Blindfoldedmonkey

Tuesday, 11 November 2014

THE MARKET IS REALLY PRICEY?

There many too investors who convinced the market went to much up and they are getting more pessimistic about the bulls, specially after the great last month rally. The DJIA has come up closely 2.000 points since the middle of October and stays on record level. Day by day hits new historical highs. They do believe the market is overvalued and it is in a bubble phase and pretty soon that needs to burst.


They have anxiety about the state of the financial markets and they tend to catch the short side of the market. They burn out always in this condition of the market. In the last 4-5 years I have heard thousands of times the market is too pricey and needs to come a correction. Yes they are right many cases, because in the long bullish secular trend what we are experiencing now has correction periods, but the trend is obviously bullish and the bulls stay with us for many years more.

We are really fascinated by this chart which gives us bigger perspective and shows the big picture about the stock markets. This one chart by Merrill Lynch BofA tells more information than thousands of words that the secular bull market just got started.


The BFM Assets Team.


Monday, 10 November 2014

ASIAN OUTLOOK

The weekend is over and Far- East markets have closed this morning in mixed colors.

  • Nikkei 225 16,781, - 0.59% 
  • Hang Seng 23,745, +0.83% 
  • Shanghai 2,474, +2.31% 
  • Sensex 27,863, -0.02%


Asian stocks held firm Monday trade after great trading in week in U.S. Japan's Nikkei slipped slightly 0.4% as the yen rebounded on profit-taking in the dollar, maybe some investors took some money off the table after the market's rally to record highs. Hong Kong index, Hang Seng posted a solid rebound on Monday after the index had been declining for five straight sessions before Monday. Over on the Chinese mainland, the Shanghai Composite Index rallied 2.3%.

Technically the Nikkei has done an impressive rally since middle of this October; the last closely one month was one of the best in the last 3 years. Meanwhile recently we can experience some consolidation which might retest the 16,350 key support level and then it must turn back into bullish mood. This backtest might happen still this week.


The BFM Assets Team.

**SUPPLIED RECORDS:**

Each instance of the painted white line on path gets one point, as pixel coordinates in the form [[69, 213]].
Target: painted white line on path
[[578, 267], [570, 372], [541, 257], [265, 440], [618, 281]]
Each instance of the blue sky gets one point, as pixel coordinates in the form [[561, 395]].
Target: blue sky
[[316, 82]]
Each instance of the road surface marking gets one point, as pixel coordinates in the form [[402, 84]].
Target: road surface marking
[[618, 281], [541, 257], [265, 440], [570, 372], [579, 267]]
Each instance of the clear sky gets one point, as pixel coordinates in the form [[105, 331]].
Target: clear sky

**GIVEN INSTRUCTION 1:**
Answer these from the blog:
(a) Which firm produced the chart cited in the November 11 post?
(b) Before Monday, how many straight sessions had the Hang Seng declined, according to the November 10 post?
(c) What key support level for the Nikkei does the November 10 post mention?
**GIVEN INSTRUCTION 2:** Arrange all lines of the records that follow the blog as a Markdown table with the columns Row and Line, numbering the rows in order and leaving out blank lines.

**EXPECTED ANSWER 1:**
(a) Merrill Lynch BofA
(b) Five
(c) 16,350

**EXPECTED ANSWER 2:**
| Row | Line |
|---|---|
| 1 | Each instance of the painted white line on path gets one point, as pixel coordinates in the form [[69, 213]]. |
| 2 | Target: painted white line on path |
| 3 | [[578, 267], [570, 372], [541, 257], [265, 440], [618, 281]] |
| 4 | Each instance of the blue sky gets one point, as pixel coordinates in the form [[561, 395]]. |
| 5 | Target: blue sky |
| 6 | [[316, 82]] |
| 7 | Each instance of the road surface marking gets one point, as pixel coordinates in the form [[402, 84]]. |
| 8 | Target: road surface marking |
| 9 | [[618, 281], [541, 257], [265, 440], [570, 372], [579, 267]] |
| 10 | Each instance of the clear sky gets one point, as pixel coordinates in the form [[105, 331]]. |
| 11 | Target: clear sky |